(Data drawn from a collection)

........

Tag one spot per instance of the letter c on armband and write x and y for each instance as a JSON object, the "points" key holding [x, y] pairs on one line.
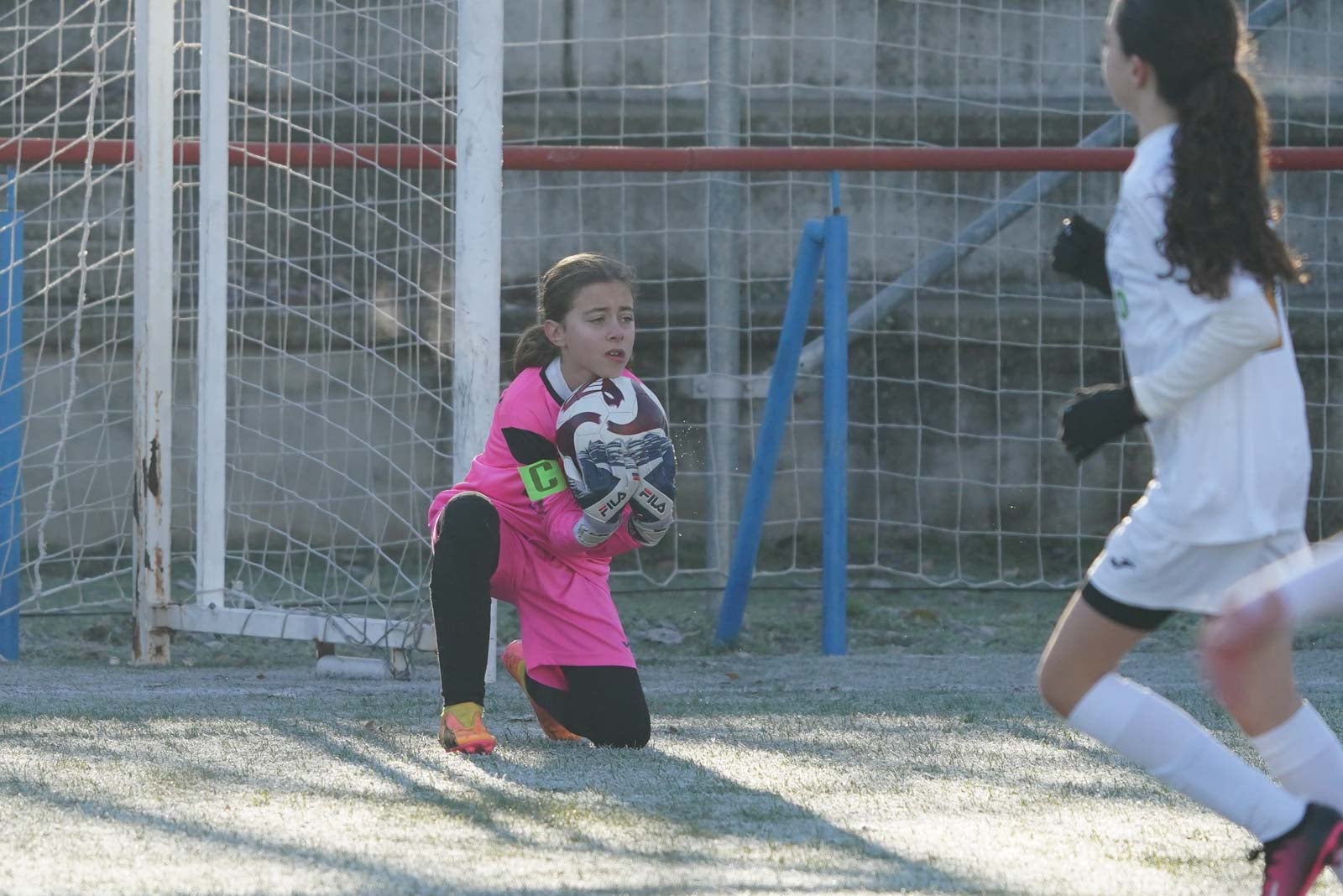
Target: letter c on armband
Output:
{"points": [[541, 479]]}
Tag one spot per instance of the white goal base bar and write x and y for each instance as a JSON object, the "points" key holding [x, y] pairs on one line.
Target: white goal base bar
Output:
{"points": [[398, 638]]}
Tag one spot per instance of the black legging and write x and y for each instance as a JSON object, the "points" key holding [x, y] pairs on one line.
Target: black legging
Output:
{"points": [[604, 703]]}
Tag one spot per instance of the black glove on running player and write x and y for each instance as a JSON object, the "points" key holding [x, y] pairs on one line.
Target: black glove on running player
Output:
{"points": [[1080, 253], [1098, 414]]}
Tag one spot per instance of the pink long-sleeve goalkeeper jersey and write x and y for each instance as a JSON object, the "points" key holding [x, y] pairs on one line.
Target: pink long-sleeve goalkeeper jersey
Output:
{"points": [[520, 472]]}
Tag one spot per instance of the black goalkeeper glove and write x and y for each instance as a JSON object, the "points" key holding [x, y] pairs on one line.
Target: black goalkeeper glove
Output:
{"points": [[1080, 253], [1098, 414]]}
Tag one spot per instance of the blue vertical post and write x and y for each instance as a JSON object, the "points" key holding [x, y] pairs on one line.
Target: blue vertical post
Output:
{"points": [[771, 434], [11, 418], [834, 472]]}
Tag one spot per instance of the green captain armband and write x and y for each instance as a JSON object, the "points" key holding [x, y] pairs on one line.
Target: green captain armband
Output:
{"points": [[543, 479]]}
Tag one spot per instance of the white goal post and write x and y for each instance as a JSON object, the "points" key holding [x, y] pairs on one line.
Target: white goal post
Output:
{"points": [[218, 608]]}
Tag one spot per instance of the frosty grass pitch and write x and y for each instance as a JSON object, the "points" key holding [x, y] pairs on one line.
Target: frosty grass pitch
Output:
{"points": [[766, 774]]}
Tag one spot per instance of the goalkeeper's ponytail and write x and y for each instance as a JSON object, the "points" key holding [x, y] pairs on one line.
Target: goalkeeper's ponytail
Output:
{"points": [[555, 298], [1217, 216]]}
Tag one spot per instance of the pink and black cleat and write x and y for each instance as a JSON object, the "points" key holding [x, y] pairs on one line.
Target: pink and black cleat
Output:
{"points": [[1293, 860]]}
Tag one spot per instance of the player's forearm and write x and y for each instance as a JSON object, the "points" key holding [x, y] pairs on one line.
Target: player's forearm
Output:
{"points": [[562, 519], [1241, 327]]}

........

_Work instructions_
Write out every line of the items again, from the line with "Tag one spot per instance of the white goal post" to the end of the items, and raise each x and y coordinate in the answers by 145.

_Reply to the exercise_
Tag one spot per instance of the white goal post and write x and y for each instance as a JSON object, the "points" key holding [x, y] pairs on one line.
Target: white goal post
Output:
{"points": [[363, 753]]}
Tag one spot per instance of the frosty grass pitch and write x and y for each instance as a JSON object, the "points" key holding [x, y] pairs on one line.
Target: frosty grass pitch
Output:
{"points": [[911, 919]]}
Tag one spot per instance of the goalkeeper's ponytail and write x and y for each instance as a JSON object, the "points" key holding [x, y] pairs on one line.
Target: goalkeeper's ponytail
Output:
{"points": [[700, 443], [1362, 361]]}
Tag one spot per instance of the pink and black cleat and write x and y for each instance as a JSON object, the "points" key holding [x, y] pairs on one line.
Target: pink and black cleat
Output:
{"points": [[1438, 1005]]}
Tag one spot per instance of the player's forearm and write x and y for each instance as a JSON object, the "points" key holding [x, y] pairs on one line.
Target: player's forearm
Output:
{"points": [[707, 664], [1386, 472]]}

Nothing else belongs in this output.